[Point-per-instance localization data]
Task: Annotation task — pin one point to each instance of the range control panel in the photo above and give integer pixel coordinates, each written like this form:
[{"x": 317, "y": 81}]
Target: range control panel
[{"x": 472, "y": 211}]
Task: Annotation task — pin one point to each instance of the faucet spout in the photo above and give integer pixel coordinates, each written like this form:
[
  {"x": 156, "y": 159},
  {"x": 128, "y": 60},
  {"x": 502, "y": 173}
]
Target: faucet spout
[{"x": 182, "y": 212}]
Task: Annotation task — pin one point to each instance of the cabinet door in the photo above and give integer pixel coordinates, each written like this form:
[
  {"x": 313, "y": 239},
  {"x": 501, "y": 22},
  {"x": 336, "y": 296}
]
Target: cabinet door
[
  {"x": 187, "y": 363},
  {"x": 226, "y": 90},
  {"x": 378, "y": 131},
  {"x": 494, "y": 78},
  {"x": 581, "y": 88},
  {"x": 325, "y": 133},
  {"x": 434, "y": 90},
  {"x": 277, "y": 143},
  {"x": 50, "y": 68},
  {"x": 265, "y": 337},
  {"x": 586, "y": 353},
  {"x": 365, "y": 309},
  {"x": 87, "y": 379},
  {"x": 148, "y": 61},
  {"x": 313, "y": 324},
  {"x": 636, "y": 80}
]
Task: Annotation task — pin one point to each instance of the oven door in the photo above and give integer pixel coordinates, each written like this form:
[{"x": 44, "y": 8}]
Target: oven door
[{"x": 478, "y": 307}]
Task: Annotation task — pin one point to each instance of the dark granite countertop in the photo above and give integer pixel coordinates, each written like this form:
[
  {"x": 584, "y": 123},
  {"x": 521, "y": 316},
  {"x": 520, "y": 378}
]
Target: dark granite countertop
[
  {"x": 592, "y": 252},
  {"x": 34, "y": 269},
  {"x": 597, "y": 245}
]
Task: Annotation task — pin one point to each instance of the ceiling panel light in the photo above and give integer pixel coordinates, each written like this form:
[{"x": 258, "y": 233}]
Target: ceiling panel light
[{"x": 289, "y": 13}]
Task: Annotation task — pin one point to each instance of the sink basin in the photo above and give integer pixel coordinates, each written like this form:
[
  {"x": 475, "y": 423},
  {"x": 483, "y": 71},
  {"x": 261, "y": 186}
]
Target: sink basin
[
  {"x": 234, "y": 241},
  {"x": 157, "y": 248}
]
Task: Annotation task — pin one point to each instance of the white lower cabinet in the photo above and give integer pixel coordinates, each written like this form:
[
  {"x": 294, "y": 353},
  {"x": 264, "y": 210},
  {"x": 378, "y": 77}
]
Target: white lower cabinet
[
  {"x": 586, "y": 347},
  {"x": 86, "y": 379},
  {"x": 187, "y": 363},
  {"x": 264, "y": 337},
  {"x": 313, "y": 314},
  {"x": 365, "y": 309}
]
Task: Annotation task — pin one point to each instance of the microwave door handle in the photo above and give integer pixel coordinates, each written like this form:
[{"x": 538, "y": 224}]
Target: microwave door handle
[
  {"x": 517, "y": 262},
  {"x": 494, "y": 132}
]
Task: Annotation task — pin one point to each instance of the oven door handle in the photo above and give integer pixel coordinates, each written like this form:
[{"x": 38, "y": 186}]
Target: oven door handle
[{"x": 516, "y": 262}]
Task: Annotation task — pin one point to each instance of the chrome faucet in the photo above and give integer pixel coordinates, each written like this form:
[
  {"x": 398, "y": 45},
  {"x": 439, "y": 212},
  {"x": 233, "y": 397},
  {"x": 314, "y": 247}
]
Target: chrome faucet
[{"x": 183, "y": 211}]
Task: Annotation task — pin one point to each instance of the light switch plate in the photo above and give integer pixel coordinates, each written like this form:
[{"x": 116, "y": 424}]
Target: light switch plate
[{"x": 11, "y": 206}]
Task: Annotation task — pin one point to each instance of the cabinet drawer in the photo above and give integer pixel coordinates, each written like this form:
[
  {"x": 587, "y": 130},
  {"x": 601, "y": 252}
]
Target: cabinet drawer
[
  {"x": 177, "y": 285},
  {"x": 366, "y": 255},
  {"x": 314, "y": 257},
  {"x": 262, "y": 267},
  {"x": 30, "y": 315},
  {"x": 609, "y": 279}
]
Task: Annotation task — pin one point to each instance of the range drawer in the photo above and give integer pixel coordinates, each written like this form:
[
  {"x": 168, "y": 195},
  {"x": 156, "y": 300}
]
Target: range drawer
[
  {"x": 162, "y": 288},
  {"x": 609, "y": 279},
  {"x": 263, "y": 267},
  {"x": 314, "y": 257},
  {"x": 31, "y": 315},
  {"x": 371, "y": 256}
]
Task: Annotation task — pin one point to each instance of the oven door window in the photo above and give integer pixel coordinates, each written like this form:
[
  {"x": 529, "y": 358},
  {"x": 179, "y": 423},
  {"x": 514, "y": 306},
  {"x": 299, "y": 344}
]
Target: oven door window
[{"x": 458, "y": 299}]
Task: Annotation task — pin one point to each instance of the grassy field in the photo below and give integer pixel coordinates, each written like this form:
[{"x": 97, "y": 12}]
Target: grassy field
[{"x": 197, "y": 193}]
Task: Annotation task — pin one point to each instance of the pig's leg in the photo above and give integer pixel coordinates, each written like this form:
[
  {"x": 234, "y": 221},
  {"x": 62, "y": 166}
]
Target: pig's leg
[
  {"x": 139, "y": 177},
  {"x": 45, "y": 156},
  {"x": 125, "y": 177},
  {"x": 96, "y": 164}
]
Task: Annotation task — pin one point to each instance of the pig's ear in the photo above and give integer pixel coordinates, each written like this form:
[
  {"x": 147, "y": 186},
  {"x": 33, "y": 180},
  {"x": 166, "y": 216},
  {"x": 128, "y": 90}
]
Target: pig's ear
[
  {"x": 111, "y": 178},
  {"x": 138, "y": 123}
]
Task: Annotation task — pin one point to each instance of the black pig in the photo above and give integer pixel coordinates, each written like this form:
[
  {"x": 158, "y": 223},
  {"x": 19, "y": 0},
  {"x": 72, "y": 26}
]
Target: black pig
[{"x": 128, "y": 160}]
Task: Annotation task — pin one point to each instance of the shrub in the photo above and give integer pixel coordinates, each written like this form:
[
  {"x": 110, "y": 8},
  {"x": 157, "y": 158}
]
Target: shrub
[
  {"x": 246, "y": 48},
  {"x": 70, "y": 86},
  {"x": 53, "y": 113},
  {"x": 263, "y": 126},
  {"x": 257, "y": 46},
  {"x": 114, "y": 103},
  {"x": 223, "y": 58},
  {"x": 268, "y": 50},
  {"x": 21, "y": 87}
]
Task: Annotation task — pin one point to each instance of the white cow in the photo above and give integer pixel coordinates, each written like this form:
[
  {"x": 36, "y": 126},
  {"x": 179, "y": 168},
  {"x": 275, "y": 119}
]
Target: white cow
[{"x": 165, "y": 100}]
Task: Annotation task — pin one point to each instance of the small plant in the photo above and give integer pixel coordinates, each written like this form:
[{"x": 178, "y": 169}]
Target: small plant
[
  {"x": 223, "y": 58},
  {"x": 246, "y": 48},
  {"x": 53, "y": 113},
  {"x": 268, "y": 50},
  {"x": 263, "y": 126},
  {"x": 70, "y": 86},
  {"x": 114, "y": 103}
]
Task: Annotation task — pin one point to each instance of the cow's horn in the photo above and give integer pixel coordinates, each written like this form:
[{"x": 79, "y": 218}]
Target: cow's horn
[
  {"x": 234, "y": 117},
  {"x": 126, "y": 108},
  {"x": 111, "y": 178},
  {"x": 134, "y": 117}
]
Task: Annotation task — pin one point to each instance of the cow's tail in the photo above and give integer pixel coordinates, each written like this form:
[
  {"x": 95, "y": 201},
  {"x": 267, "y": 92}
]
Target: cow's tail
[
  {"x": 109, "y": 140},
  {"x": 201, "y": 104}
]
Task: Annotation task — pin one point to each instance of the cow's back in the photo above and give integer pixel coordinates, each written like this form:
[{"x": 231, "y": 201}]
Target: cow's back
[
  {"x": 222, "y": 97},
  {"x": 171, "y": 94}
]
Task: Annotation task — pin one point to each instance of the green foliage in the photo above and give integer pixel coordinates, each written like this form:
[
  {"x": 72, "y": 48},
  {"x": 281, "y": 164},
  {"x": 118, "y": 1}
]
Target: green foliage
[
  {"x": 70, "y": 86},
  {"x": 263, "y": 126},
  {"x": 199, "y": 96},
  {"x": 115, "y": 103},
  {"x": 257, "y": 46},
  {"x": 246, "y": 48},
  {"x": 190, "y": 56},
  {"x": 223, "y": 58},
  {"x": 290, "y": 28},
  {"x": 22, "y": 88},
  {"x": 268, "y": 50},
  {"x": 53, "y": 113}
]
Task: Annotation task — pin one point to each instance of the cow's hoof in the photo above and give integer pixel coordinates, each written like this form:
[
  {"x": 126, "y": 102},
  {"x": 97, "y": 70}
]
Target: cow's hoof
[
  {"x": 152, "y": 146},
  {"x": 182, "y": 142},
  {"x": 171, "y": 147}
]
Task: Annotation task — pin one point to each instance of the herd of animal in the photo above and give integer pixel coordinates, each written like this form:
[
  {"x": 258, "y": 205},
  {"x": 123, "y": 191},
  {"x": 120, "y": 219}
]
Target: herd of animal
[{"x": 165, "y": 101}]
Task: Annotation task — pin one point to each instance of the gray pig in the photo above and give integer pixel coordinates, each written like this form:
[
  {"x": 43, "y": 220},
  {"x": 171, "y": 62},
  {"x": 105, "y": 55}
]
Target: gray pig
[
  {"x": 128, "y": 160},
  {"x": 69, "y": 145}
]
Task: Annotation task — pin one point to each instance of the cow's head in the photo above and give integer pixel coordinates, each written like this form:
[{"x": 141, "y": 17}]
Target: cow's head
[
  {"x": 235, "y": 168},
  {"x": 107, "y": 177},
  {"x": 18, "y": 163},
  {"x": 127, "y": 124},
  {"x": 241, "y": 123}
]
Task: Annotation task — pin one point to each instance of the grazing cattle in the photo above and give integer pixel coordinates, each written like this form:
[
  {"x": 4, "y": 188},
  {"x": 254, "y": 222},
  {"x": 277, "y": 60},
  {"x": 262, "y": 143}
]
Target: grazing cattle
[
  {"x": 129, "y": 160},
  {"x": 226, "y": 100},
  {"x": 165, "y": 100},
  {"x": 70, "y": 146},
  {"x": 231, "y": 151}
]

■ WORK TO COMPLETE:
Transcribe nothing except the lines from the one with "the cow's hoof" through the end of the data above, each exactly as it appears.

■ EXERCISE OUTPUT:
Task: Annotation task — pin one point to each instance of the cow's hoof in the photo above and give integer pixel coordinates, each written like this form:
[
  {"x": 126, "y": 102},
  {"x": 97, "y": 70}
]
Target: cow's hoof
[
  {"x": 152, "y": 146},
  {"x": 182, "y": 142},
  {"x": 171, "y": 147}
]
Task: Annotation task — pin one point to each instance of the herd of animal in the photo above and give integer pixel coordinates, each written like this form:
[
  {"x": 258, "y": 205},
  {"x": 123, "y": 191},
  {"x": 120, "y": 219}
]
Target: herd of animal
[{"x": 165, "y": 101}]
Task: Annotation task — pin one point to each instance of the gray pig in the photo above and give integer pixel coordinates, each written like this form:
[
  {"x": 43, "y": 220},
  {"x": 171, "y": 62},
  {"x": 105, "y": 55}
]
Target: gray pig
[
  {"x": 128, "y": 160},
  {"x": 69, "y": 145}
]
Task: Annotation task — pin one point to each instance of the cow's head in the photo above and give integer pixel coordinates, each written like this form:
[{"x": 141, "y": 17}]
Target: cow's head
[
  {"x": 235, "y": 168},
  {"x": 107, "y": 177},
  {"x": 18, "y": 163},
  {"x": 127, "y": 124},
  {"x": 241, "y": 123}
]
Task: Annotation task — pin one point to each instance of the grazing cattle in the photo above and give integer pixel coordinates, each written like this form:
[
  {"x": 4, "y": 188},
  {"x": 254, "y": 222},
  {"x": 277, "y": 60},
  {"x": 262, "y": 143}
]
Target: grazing cattle
[
  {"x": 129, "y": 160},
  {"x": 226, "y": 100},
  {"x": 165, "y": 100},
  {"x": 70, "y": 146},
  {"x": 231, "y": 151}
]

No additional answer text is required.